Ladies and Gentlemen:

     The undersigned hereby tenders to EIG Acquisition Corp., a Delaware
corporation (the "Purchaser") and an indirect wholly-owned subsidiary of
Solution 6 Holdings Limited, a New South Wales, Australia corporation (the
"Parent"), the above described shares of common stock, par value $.01 per share
(collectively, the "Shares"), of Elite Information Group, Inc., a Delaware
corporation (the "Company"), upon the terms and subject to the conditions set
forth in the Purchaser's Offer to Purchase dated December 21, 1999 (the "Offer
to Purchase"), and this Letter of Transmittal (which, together with any
amendments or supplements thereto or hereto, collectively constitute the
"Offer"), receipt of which is hereby acknowledged.

Aim:
Can you copy the stretch of the tender offer letter from "The undersigned hereby" through "is hereby acknowledged." word for word?

Source excerpt:
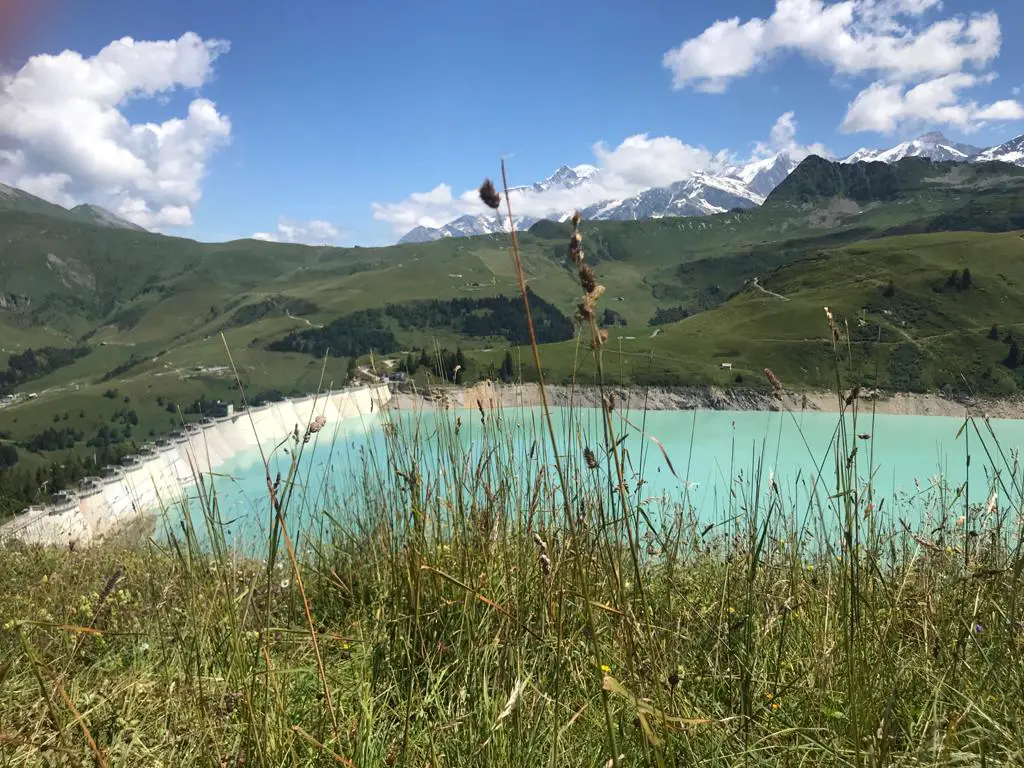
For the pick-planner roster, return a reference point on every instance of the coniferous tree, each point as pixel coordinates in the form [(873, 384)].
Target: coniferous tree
[(1013, 359)]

Worked answer:
The undersigned hereby tenders to EIG Acquisition Corp., a Delaware
corporation (the "Purchaser") and an indirect wholly-owned subsidiary of
Solution 6 Holdings Limited, a New South Wales, Australia corporation (the
"Parent"), the above described shares of common stock, par value $.01 per share
(collectively, the "Shares"), of Elite Information Group, Inc., a Delaware
corporation (the "Company"), upon the terms and subject to the conditions set
forth in the Purchaser's Offer to Purchase dated December 21, 1999 (the "Offer
to Purchase"), and this Letter of Transmittal (which, together with any
amendments or supplements thereto or hereto, collectively constitute the
"Offer"), receipt of which is hereby acknowledged.